The unemployment rate has just fallen one-tenth of a percent, from 9 percent to 8.9 percent. Of course, it is indeed progress, and it is being celebrated in the White House as such. But the celebrations bring to mind what a wit once said: An “acceptable” level of unemployment means that the government economist to whom it is acceptable still has a job. Today, as we move into the third year of the Obama administration, we do not have anything resembling even such an “acceptable” level of unemployment. Far from it. As of this month, 14 million Americans can’t find work.
When Ronald Reagan ran for president in 1980, he hung the Misery Index around Jimmy Carter’s neck. It consisted of the sum total of unemployment and inflation. Today, we have a different set of ailments. Instead of unemployment coupled with inflation, we have a toxic blend of unemployment, debt, home foreclosures, and bankruptcies. Their sum total is what we can call the Obama Misery Index. It is at a record high; indeed, it makes even the malaise of the Carter years look like a boom. Unemployment has fallen, but it’s fallen to a level that is still, by any historical marker, a national disaster. To suggest it as an achievement is to engage in what Daniel Patrick Moynihan famously called “defining deviancy down.”
Where should we go from here? Having spent my career in the private sector, I know a thing or two about how jobs are created and how they are lost. The most important lesson I learned is that there are three rules of every successful turnaround: focus, focus, and focus. Turnarounds work when the leader focuses on what’s most important. President Obama did just the opposite: he delegated the jobs crisis to Nancy Pelosi and Harry Reid and he went to work on his own priorities, like cap and trade and government-run health care.

Natural-language descriptions of regions:
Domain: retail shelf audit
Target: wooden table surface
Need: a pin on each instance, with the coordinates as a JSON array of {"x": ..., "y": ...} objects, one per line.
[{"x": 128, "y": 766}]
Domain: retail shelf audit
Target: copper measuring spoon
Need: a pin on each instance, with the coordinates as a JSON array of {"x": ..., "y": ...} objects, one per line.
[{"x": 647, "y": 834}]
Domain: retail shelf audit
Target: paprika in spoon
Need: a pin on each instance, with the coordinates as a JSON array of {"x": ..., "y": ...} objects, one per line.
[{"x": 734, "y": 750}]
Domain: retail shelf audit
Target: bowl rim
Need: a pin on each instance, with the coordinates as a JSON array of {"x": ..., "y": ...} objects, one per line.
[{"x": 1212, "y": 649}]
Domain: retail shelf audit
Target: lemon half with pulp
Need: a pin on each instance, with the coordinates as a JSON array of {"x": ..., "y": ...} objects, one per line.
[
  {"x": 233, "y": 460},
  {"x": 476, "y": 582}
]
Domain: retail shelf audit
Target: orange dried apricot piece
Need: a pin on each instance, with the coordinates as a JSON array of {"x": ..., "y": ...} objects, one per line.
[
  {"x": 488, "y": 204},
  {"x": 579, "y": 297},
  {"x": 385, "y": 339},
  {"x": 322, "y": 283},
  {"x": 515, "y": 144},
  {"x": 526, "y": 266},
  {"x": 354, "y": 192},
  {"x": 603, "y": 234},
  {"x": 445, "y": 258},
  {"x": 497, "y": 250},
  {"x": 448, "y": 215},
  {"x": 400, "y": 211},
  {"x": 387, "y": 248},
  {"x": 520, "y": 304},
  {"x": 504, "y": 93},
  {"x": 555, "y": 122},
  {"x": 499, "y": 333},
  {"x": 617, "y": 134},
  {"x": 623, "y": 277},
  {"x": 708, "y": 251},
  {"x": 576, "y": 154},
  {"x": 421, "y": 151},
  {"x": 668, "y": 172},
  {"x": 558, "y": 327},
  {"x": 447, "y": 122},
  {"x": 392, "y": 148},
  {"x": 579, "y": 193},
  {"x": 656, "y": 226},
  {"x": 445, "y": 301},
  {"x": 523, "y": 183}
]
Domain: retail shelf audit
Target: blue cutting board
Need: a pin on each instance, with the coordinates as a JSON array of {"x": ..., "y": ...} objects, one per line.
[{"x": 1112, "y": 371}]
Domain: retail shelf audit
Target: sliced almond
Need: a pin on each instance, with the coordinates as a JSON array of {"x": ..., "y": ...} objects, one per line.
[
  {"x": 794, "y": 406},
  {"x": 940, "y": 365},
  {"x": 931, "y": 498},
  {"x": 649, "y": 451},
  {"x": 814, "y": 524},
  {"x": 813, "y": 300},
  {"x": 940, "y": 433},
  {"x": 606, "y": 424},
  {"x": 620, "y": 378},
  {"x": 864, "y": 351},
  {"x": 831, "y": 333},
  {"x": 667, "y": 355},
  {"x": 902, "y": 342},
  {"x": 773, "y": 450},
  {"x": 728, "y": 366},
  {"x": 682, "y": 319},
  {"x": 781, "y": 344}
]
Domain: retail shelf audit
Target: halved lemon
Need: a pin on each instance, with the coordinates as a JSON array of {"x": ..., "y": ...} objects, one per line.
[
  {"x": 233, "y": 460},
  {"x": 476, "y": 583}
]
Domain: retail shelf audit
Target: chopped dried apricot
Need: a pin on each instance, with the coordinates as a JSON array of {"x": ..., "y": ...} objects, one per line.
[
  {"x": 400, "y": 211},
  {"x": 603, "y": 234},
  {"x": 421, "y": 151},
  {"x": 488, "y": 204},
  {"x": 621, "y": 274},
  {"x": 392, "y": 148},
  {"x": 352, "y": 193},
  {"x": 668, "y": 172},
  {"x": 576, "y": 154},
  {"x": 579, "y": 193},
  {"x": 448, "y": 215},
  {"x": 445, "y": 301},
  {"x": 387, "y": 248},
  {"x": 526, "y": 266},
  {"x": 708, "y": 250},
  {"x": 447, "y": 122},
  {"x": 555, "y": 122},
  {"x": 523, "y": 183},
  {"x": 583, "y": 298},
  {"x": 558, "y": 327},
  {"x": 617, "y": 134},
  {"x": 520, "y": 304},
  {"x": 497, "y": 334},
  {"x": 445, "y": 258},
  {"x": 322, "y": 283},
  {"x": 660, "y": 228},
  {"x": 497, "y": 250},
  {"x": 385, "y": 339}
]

● Task directions: According to the passage on unemployment, what did the Misery Index that Ronald Reagan used against Jimmy Carter consist of?

● Solution for this problem: The sum total of unemployment and inflation.